Referring expression pointing data:
——

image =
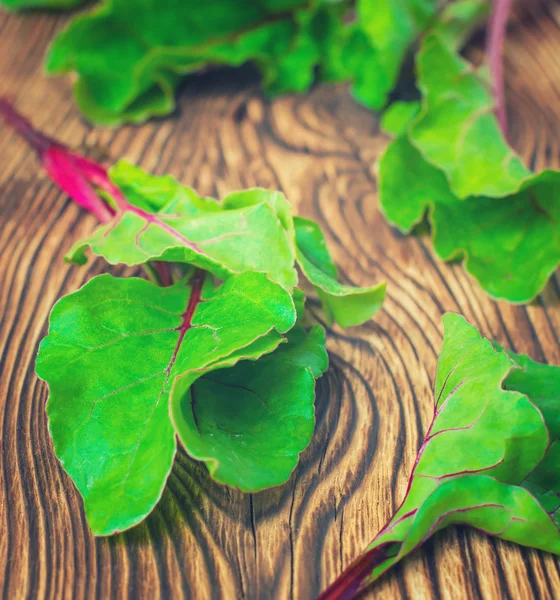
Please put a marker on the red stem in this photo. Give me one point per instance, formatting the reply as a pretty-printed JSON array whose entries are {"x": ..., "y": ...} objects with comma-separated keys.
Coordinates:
[
  {"x": 495, "y": 54},
  {"x": 64, "y": 167},
  {"x": 356, "y": 577},
  {"x": 39, "y": 142},
  {"x": 78, "y": 176}
]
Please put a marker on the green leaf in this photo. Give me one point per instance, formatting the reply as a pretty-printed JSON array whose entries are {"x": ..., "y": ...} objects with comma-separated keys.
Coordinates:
[
  {"x": 250, "y": 422},
  {"x": 50, "y": 4},
  {"x": 457, "y": 130},
  {"x": 153, "y": 47},
  {"x": 396, "y": 119},
  {"x": 114, "y": 349},
  {"x": 250, "y": 231},
  {"x": 511, "y": 245},
  {"x": 489, "y": 457},
  {"x": 290, "y": 41},
  {"x": 344, "y": 304},
  {"x": 384, "y": 32}
]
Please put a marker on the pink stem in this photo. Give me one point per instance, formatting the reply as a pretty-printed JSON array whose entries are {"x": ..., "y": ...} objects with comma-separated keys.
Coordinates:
[
  {"x": 356, "y": 576},
  {"x": 77, "y": 176},
  {"x": 495, "y": 54},
  {"x": 39, "y": 142},
  {"x": 64, "y": 167}
]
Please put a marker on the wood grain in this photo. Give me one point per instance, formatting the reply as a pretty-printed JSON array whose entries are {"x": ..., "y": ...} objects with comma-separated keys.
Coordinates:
[{"x": 205, "y": 541}]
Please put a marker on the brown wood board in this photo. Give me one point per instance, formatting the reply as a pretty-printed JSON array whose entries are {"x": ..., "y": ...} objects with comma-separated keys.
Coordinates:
[{"x": 373, "y": 405}]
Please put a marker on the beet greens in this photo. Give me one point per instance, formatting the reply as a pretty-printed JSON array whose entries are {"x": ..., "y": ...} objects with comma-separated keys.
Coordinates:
[{"x": 215, "y": 351}]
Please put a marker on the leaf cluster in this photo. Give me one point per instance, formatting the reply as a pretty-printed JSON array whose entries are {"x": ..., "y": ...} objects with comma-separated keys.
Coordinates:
[
  {"x": 223, "y": 359},
  {"x": 485, "y": 207},
  {"x": 130, "y": 55},
  {"x": 490, "y": 458}
]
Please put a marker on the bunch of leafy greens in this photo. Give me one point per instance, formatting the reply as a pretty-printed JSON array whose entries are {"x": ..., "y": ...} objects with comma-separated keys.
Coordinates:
[
  {"x": 215, "y": 351},
  {"x": 484, "y": 205},
  {"x": 50, "y": 4},
  {"x": 490, "y": 459},
  {"x": 130, "y": 55}
]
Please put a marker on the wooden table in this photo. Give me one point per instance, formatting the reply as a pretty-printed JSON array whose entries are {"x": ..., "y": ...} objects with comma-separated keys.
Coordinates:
[{"x": 204, "y": 540}]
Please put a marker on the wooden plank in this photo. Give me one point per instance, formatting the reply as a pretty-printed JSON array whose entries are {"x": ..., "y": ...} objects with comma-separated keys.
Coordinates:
[{"x": 205, "y": 541}]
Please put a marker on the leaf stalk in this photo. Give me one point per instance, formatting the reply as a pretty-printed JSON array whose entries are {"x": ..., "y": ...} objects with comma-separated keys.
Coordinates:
[{"x": 495, "y": 55}]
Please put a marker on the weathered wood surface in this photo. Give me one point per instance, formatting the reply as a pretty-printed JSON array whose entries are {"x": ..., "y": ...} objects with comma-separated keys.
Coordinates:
[{"x": 205, "y": 541}]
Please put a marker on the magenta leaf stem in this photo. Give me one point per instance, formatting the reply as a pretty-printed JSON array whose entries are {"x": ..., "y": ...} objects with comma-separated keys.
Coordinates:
[
  {"x": 76, "y": 175},
  {"x": 71, "y": 172},
  {"x": 495, "y": 54}
]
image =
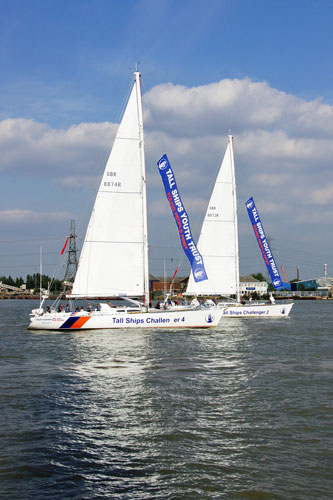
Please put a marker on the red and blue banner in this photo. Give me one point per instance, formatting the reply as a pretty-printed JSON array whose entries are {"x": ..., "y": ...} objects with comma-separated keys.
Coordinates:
[
  {"x": 182, "y": 220},
  {"x": 263, "y": 244}
]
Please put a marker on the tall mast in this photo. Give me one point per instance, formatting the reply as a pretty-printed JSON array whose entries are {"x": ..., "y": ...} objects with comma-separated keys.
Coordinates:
[
  {"x": 144, "y": 189},
  {"x": 235, "y": 212}
]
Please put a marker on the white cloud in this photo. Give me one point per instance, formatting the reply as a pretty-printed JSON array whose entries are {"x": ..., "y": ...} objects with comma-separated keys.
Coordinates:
[
  {"x": 19, "y": 216},
  {"x": 283, "y": 152},
  {"x": 26, "y": 145},
  {"x": 323, "y": 195}
]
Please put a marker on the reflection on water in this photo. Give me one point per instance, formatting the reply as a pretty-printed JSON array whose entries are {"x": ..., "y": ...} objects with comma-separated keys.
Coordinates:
[{"x": 241, "y": 411}]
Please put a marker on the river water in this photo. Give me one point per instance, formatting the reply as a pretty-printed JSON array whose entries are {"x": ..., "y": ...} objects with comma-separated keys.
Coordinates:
[{"x": 243, "y": 411}]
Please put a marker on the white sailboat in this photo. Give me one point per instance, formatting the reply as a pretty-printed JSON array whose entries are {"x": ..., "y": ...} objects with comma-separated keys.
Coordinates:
[
  {"x": 114, "y": 257},
  {"x": 218, "y": 244}
]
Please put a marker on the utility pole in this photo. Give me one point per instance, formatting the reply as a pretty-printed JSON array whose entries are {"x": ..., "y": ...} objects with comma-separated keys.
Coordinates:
[{"x": 72, "y": 254}]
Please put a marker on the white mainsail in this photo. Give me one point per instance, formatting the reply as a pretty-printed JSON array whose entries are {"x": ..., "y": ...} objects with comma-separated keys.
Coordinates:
[
  {"x": 114, "y": 257},
  {"x": 218, "y": 241}
]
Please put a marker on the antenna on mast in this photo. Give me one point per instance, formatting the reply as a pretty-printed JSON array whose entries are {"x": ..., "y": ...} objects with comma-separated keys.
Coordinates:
[{"x": 72, "y": 254}]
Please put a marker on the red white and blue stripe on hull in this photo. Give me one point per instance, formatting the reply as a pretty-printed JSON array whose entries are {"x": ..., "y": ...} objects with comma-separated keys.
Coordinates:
[{"x": 196, "y": 318}]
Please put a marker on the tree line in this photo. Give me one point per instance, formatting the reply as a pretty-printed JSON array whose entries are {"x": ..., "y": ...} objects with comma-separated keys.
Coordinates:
[{"x": 32, "y": 282}]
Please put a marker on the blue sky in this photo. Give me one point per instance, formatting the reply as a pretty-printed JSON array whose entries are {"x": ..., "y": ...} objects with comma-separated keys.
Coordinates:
[{"x": 65, "y": 71}]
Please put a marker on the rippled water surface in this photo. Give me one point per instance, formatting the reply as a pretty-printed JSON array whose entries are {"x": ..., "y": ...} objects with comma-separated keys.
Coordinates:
[{"x": 243, "y": 411}]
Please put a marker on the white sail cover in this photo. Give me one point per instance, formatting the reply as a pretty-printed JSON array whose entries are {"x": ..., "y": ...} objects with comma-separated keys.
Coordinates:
[
  {"x": 218, "y": 241},
  {"x": 112, "y": 261}
]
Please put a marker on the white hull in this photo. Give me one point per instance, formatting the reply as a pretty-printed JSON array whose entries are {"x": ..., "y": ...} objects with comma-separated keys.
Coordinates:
[
  {"x": 186, "y": 318},
  {"x": 257, "y": 310}
]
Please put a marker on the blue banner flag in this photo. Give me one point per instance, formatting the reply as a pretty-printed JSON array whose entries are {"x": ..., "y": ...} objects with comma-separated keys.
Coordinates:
[
  {"x": 263, "y": 244},
  {"x": 182, "y": 220}
]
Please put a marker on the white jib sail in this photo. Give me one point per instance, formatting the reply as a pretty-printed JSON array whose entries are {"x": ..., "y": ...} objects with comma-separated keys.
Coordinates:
[
  {"x": 113, "y": 260},
  {"x": 218, "y": 241}
]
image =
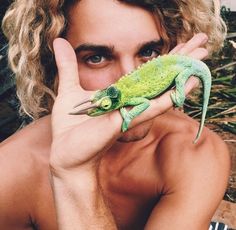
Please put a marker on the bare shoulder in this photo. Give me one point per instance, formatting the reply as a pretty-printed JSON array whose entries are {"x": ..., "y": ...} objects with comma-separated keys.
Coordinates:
[
  {"x": 193, "y": 176},
  {"x": 23, "y": 165},
  {"x": 178, "y": 154}
]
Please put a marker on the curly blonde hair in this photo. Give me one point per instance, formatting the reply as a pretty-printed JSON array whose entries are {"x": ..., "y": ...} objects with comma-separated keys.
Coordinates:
[{"x": 31, "y": 27}]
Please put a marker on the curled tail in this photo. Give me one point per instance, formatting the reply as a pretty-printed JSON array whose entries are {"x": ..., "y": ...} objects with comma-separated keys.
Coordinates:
[{"x": 204, "y": 75}]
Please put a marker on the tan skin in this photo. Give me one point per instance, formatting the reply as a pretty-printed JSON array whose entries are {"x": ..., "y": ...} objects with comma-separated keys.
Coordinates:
[{"x": 161, "y": 181}]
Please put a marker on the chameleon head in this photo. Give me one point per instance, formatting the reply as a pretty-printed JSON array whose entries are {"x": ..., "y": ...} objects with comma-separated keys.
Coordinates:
[
  {"x": 106, "y": 100},
  {"x": 103, "y": 101}
]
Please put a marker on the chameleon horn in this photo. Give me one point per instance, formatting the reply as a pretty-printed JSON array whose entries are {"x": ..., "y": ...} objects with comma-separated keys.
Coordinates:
[
  {"x": 82, "y": 102},
  {"x": 83, "y": 111}
]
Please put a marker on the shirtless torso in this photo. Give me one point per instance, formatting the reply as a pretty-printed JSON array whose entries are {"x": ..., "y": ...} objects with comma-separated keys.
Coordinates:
[{"x": 139, "y": 179}]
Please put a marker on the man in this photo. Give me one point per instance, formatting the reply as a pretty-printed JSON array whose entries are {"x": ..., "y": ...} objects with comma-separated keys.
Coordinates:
[{"x": 102, "y": 178}]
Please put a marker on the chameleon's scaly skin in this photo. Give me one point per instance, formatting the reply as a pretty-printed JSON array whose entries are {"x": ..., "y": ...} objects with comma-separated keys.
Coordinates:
[{"x": 148, "y": 81}]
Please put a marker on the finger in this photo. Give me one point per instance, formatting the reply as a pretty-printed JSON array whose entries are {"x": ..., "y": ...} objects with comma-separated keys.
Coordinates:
[
  {"x": 199, "y": 53},
  {"x": 67, "y": 66},
  {"x": 195, "y": 42},
  {"x": 177, "y": 48}
]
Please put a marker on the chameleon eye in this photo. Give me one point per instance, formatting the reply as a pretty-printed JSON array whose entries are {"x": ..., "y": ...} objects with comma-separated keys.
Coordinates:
[
  {"x": 112, "y": 92},
  {"x": 106, "y": 103}
]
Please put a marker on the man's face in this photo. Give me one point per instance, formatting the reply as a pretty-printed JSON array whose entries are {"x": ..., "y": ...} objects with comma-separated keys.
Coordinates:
[{"x": 111, "y": 39}]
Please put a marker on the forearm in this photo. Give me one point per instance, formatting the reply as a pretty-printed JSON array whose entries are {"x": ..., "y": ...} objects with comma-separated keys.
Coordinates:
[{"x": 79, "y": 203}]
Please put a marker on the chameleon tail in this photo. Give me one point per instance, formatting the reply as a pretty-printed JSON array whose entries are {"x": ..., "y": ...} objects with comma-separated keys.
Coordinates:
[
  {"x": 205, "y": 77},
  {"x": 200, "y": 70}
]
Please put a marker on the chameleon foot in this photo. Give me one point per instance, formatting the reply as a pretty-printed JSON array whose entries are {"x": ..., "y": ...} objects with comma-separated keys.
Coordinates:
[
  {"x": 126, "y": 119},
  {"x": 177, "y": 100}
]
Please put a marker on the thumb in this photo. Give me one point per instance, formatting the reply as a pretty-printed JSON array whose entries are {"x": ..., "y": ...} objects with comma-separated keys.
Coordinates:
[{"x": 67, "y": 65}]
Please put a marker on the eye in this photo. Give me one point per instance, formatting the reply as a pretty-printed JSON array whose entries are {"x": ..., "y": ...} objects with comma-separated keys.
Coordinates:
[
  {"x": 148, "y": 53},
  {"x": 95, "y": 59},
  {"x": 106, "y": 103}
]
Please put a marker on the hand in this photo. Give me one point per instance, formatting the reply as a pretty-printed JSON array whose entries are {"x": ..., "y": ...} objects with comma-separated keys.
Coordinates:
[
  {"x": 80, "y": 140},
  {"x": 77, "y": 140}
]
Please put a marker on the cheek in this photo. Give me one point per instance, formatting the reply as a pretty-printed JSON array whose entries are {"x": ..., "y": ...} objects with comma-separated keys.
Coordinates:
[{"x": 94, "y": 79}]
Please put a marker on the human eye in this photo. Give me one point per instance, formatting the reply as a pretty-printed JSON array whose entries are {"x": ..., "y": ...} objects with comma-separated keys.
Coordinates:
[{"x": 96, "y": 60}]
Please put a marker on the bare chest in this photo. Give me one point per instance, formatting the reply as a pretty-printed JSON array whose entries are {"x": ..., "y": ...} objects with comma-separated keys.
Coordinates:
[{"x": 131, "y": 191}]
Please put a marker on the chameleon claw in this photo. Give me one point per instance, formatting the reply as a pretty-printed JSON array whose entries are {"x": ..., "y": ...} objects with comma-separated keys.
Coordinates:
[
  {"x": 84, "y": 110},
  {"x": 82, "y": 102}
]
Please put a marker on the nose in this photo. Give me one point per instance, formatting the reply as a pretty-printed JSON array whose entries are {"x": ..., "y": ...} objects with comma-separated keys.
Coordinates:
[{"x": 127, "y": 64}]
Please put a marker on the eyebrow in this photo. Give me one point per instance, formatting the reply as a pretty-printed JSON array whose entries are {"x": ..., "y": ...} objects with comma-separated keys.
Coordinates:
[
  {"x": 110, "y": 49},
  {"x": 95, "y": 48},
  {"x": 150, "y": 45}
]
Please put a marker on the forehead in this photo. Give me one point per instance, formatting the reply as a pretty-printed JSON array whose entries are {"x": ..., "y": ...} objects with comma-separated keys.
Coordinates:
[{"x": 109, "y": 21}]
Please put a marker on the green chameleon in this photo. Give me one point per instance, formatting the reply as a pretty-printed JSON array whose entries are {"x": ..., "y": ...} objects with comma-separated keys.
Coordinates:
[{"x": 146, "y": 82}]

——

◆ **Action item**:
In the entries above, please find the line with "Please put a marker on the pink" and the line with "Please put a marker on the brown", then write out exactly those two lines and every line between them, and nothing more.

◆ **Answer area**:
Please put a marker on the pink stem in this photo. Give me one point per instance, formatting the reply as a pretty-printed JSON array whose entries are {"x": ..., "y": ...} objects with comma-separated keys.
Coordinates:
[
  {"x": 356, "y": 576},
  {"x": 77, "y": 176},
  {"x": 495, "y": 54},
  {"x": 39, "y": 142},
  {"x": 64, "y": 167}
]
Please put a marker on the wood grain in this photo. Give me one point per instance, formatting the reply as a pretty-printed JSON array whose entries are {"x": ..., "y": ...} objects with comma-separated keys.
Coordinates:
[{"x": 205, "y": 541}]
Please put a marker on the brown wood board in this photo. Give me one point per instance, formatting the reply as a pretty-printed JSON array whose entries are {"x": ..., "y": ...} objects with comma-separated keys.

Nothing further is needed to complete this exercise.